- _Task requirements_: All lines from the line containing "Task: identify the deciduous" up to and including the last line of the entries must be written out exactly, with no others.

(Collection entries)

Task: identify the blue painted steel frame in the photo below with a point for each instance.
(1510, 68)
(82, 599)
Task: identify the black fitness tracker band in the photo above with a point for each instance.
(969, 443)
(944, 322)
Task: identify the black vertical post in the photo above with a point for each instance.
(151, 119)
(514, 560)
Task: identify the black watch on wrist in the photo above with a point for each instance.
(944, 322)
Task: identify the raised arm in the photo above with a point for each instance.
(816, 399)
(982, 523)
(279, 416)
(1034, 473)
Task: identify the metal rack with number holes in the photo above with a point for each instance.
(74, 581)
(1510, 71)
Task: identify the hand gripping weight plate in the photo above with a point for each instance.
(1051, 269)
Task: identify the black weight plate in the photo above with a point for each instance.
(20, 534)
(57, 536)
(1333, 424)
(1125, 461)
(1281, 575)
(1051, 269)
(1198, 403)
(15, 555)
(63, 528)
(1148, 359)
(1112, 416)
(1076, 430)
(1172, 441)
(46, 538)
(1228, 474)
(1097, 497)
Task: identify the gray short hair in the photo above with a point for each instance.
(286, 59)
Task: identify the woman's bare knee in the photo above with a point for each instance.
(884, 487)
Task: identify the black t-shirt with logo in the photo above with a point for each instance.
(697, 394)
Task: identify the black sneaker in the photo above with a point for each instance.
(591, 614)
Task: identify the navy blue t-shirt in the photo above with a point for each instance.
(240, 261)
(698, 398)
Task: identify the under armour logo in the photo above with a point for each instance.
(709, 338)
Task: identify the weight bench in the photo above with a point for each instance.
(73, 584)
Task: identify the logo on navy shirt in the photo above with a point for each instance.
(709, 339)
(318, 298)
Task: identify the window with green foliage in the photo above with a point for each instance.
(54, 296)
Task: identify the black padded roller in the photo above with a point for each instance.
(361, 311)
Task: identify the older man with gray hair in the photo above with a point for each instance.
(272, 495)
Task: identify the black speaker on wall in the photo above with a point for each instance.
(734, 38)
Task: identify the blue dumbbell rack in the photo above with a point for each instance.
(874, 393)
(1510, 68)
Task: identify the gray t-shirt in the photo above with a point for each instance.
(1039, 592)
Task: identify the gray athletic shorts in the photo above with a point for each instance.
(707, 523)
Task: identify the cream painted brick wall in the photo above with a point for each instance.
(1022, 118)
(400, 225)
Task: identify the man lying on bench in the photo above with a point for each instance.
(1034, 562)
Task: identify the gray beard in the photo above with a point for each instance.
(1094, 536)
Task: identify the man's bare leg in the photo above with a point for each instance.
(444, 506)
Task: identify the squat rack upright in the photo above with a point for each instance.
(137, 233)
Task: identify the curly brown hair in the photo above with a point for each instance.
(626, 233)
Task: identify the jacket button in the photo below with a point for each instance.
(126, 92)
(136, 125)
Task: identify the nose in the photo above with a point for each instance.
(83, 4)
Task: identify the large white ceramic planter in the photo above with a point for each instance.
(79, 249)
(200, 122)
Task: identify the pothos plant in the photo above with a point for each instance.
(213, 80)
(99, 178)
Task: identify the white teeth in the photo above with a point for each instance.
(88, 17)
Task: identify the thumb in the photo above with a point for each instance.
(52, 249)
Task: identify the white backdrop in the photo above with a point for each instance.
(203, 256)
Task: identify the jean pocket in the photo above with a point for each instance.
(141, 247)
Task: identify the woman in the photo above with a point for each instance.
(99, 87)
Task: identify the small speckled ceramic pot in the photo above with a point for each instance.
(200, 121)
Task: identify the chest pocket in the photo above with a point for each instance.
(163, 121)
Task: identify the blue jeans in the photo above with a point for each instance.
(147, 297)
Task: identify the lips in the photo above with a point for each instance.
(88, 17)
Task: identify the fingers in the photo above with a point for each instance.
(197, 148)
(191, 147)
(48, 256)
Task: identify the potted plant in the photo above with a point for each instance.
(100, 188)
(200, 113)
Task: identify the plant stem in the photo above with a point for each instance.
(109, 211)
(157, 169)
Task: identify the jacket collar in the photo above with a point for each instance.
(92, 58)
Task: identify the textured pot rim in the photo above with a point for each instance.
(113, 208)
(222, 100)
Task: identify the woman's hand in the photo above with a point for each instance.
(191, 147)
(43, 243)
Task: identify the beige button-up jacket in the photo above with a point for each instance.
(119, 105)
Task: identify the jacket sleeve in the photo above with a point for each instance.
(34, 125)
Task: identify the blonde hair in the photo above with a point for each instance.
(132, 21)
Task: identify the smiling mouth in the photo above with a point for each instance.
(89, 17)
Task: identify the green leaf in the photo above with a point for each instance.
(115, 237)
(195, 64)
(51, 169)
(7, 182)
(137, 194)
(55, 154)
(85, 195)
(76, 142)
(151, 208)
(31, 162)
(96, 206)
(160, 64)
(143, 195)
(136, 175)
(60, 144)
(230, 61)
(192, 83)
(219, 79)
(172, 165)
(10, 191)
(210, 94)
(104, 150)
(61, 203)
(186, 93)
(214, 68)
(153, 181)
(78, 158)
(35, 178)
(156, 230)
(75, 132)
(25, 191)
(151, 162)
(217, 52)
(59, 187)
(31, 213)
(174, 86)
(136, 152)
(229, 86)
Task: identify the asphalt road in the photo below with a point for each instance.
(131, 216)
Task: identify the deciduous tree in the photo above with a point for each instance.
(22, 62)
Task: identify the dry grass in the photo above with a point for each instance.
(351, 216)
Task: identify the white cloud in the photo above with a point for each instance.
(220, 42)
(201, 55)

- _Written response_:
Task: identify the deciduous tree in the photo above with a point for each instance.
(22, 62)
Task: identify the dry grass in the photo above with a point for each instance.
(351, 216)
Task: identify the white cloud in the photo above with a point for each instance.
(220, 42)
(201, 55)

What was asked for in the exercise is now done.